Consider the listing below. Extract exactly the lines from the line containing "Where can the stadium roof" to the line containing "Where can the white", both included.
----- GIVEN DATA -----
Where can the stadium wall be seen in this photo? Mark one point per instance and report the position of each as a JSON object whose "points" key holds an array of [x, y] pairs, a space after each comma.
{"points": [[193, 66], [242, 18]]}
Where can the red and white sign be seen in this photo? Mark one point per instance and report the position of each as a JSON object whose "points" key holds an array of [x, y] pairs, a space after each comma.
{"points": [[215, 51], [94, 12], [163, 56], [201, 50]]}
-----
----- GIVEN DATA -----
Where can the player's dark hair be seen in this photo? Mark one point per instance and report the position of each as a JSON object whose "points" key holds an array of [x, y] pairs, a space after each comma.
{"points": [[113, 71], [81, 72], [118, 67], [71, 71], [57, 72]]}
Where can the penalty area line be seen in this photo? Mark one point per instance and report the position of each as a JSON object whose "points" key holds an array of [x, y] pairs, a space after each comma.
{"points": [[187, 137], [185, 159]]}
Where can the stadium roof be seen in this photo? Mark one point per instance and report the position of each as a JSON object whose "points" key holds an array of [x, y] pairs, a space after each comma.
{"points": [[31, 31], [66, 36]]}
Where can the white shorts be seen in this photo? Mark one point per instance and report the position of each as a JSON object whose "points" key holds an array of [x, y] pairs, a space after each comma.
-----
* _SOLUTION BELOW_
Where can the stadium roof be seen in this photo? Mark one point per instance and report the position of each as a JSON object whose "points" key holds an array of [x, y] pairs, a space after each comma.
{"points": [[31, 31], [66, 36]]}
Where can the white shorts be seen in this photo? Mark one point per instance and report the position of each as a JSON object whose "points" key holds an array of [x, y] pairs, a space after each comma.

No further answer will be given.